Saved entries:
━━━━━━━━━━━━━━━━━━━━
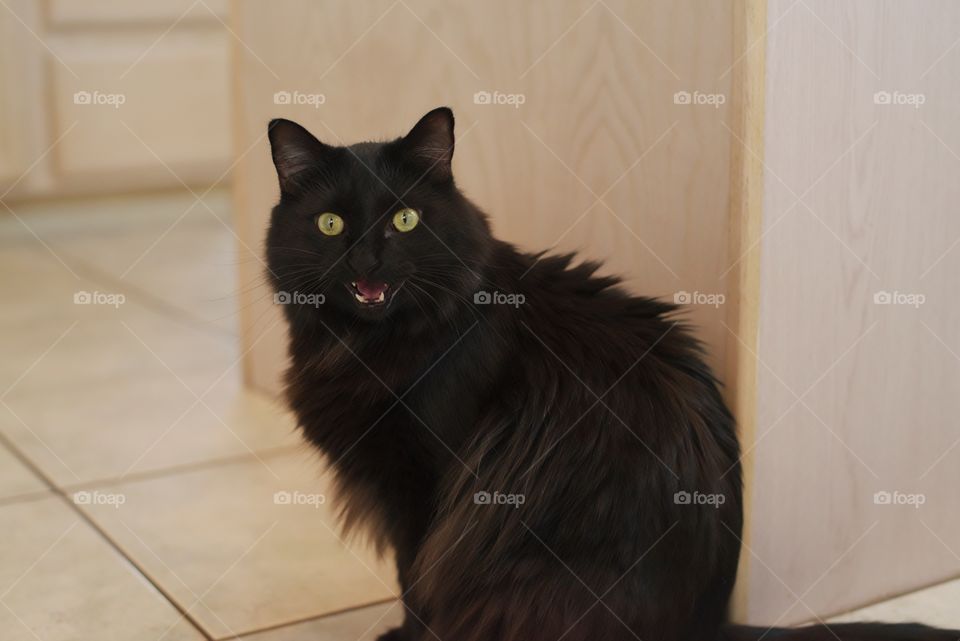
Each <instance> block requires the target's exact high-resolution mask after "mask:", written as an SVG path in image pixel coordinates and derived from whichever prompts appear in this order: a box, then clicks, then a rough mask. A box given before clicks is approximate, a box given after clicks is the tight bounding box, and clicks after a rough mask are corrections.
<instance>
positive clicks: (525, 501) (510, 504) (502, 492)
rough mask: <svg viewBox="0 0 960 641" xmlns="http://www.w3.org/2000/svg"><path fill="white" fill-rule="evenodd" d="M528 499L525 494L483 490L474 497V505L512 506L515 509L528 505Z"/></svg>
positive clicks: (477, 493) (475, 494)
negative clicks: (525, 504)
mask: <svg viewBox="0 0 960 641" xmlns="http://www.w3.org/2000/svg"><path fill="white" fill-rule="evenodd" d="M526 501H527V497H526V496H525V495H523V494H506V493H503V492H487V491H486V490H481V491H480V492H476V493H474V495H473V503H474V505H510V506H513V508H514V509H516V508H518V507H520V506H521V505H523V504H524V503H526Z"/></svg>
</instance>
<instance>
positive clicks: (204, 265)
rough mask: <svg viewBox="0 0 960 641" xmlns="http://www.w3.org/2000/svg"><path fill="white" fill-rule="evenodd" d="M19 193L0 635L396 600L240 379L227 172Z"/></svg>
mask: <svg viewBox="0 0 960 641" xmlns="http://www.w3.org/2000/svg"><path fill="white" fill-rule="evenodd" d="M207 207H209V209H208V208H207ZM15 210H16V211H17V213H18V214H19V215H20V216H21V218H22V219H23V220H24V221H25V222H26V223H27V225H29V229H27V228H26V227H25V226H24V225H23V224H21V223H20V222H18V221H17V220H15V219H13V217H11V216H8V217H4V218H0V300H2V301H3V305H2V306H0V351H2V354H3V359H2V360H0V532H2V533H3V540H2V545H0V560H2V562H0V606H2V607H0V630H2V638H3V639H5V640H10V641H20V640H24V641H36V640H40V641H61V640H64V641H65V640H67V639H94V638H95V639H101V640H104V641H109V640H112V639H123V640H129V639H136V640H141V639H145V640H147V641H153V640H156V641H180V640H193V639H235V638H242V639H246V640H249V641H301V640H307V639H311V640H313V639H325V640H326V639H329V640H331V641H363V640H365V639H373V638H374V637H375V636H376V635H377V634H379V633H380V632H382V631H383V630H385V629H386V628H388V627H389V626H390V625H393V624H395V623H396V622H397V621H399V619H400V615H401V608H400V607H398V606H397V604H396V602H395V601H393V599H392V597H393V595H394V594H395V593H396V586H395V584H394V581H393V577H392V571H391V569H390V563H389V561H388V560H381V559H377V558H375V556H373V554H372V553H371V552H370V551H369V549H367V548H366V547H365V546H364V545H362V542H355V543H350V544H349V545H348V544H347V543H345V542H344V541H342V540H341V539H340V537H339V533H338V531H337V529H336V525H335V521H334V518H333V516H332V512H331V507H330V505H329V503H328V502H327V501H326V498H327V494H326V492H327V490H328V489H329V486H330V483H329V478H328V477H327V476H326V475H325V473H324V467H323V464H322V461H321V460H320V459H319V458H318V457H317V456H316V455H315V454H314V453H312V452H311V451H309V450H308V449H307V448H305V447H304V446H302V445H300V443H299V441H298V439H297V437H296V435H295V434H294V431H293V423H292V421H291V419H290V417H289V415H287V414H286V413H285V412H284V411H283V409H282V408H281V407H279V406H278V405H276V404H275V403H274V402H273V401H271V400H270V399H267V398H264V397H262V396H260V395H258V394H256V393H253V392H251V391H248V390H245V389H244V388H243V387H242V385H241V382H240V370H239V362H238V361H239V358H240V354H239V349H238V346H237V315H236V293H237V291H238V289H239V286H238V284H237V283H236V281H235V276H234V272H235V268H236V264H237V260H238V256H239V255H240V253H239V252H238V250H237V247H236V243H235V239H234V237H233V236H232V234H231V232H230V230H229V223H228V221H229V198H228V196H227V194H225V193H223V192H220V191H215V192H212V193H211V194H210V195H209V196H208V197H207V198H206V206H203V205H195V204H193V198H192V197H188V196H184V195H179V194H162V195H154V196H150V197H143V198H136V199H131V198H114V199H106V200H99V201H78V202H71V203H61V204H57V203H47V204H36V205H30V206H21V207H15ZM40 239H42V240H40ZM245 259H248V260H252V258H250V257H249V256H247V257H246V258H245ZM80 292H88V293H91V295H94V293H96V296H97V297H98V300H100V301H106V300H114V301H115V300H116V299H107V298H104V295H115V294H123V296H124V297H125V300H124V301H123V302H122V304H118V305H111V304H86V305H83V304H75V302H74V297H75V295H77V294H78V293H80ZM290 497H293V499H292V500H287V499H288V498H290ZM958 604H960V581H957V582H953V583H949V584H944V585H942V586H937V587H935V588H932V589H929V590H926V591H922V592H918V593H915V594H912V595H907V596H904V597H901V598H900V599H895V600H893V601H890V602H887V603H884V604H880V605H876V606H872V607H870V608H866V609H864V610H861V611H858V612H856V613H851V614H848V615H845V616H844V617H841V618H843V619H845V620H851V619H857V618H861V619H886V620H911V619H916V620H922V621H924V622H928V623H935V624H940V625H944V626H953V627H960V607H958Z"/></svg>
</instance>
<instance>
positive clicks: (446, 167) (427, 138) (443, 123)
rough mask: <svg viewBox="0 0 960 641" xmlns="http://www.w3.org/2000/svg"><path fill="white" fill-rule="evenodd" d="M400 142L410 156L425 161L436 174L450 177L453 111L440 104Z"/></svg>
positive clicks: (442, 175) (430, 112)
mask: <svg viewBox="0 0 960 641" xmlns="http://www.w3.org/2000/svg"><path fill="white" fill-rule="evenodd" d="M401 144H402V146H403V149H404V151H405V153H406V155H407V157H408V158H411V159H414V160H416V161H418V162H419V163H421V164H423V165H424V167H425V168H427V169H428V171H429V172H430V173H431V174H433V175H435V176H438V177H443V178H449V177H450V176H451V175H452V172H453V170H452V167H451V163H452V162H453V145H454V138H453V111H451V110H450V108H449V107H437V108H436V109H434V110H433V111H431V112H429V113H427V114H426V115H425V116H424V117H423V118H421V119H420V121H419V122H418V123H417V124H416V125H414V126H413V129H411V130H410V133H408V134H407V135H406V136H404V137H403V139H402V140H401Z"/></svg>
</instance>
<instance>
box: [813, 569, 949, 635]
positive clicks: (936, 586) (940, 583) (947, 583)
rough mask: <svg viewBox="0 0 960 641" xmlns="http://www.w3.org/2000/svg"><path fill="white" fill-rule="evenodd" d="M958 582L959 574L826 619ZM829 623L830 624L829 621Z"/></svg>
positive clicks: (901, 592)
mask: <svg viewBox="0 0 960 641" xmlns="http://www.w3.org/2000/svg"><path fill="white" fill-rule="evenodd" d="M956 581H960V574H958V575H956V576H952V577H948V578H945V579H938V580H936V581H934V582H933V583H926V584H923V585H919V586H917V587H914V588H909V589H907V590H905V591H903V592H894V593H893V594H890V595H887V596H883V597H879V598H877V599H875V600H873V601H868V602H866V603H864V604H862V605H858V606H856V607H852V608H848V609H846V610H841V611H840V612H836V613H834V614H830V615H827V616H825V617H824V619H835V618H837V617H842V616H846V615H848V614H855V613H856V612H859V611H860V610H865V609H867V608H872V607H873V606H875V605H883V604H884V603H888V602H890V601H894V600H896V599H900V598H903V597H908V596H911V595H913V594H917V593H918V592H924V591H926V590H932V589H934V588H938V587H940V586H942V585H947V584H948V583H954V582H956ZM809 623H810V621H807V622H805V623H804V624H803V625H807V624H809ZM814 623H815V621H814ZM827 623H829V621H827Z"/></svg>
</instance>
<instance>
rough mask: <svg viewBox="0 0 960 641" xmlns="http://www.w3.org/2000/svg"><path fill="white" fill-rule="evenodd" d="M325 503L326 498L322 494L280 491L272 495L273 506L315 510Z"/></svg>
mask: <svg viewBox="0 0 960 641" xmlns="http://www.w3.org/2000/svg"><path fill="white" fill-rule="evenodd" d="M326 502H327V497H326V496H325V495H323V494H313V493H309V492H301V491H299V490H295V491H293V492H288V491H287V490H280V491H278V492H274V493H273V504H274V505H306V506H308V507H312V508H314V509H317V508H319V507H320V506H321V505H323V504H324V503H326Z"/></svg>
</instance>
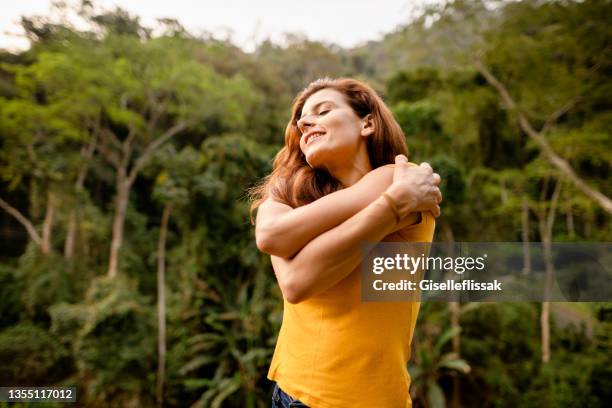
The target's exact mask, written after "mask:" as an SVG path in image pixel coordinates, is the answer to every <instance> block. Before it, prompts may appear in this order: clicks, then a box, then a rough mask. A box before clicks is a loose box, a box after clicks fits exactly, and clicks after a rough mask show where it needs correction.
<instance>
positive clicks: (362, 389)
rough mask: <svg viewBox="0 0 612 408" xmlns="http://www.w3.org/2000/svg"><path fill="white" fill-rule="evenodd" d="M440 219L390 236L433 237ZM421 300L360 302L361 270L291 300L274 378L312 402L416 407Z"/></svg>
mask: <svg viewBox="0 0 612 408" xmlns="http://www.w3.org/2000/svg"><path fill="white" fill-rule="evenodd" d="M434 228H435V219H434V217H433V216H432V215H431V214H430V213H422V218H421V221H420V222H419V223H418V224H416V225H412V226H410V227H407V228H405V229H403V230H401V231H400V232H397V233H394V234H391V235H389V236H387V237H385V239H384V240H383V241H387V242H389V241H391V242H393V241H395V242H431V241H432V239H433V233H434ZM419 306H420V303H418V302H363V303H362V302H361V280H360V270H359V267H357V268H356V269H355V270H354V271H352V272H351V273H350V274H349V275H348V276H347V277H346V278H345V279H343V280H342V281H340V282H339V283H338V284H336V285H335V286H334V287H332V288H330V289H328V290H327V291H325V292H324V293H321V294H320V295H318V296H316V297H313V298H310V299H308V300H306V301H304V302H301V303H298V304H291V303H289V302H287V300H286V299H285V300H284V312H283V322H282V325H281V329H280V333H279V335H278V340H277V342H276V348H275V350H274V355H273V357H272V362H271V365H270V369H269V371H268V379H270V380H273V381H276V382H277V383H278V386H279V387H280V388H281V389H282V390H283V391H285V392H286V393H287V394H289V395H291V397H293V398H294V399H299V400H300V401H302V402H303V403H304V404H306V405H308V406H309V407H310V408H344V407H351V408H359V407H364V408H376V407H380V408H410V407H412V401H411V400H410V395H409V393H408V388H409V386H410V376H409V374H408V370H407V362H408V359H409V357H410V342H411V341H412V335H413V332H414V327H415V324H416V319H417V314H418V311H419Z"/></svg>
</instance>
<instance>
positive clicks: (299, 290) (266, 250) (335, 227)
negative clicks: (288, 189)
━━━━━━━━━━━━━━━━━━━━
WHAT YOU WILL DO: A copy of each line in the data above that holds the string "exact" is needed.

RESULT OF THIS TASK:
Each <instance> block requires the target's exact high-resolution mask after "mask:", written as an SVG path in image pixel coordinates and derived from whichever prompts appear in this order: a box, then clicks, then a rough mask. A box given before clicks is approximate, a box given after clicks is the tight bounding box, and clicks after a rough mask are corrections.
The target's exact mask, written after "mask:" as an SVG path in image pixel coordinates, is the answer to every <instance> block. Before it, prompts may appear in this order: clicks, then a box, then a rough mask. A box before clicks is a loose box, a box after clicks fits exactly, and clicks after a rough mask show where it needs correction.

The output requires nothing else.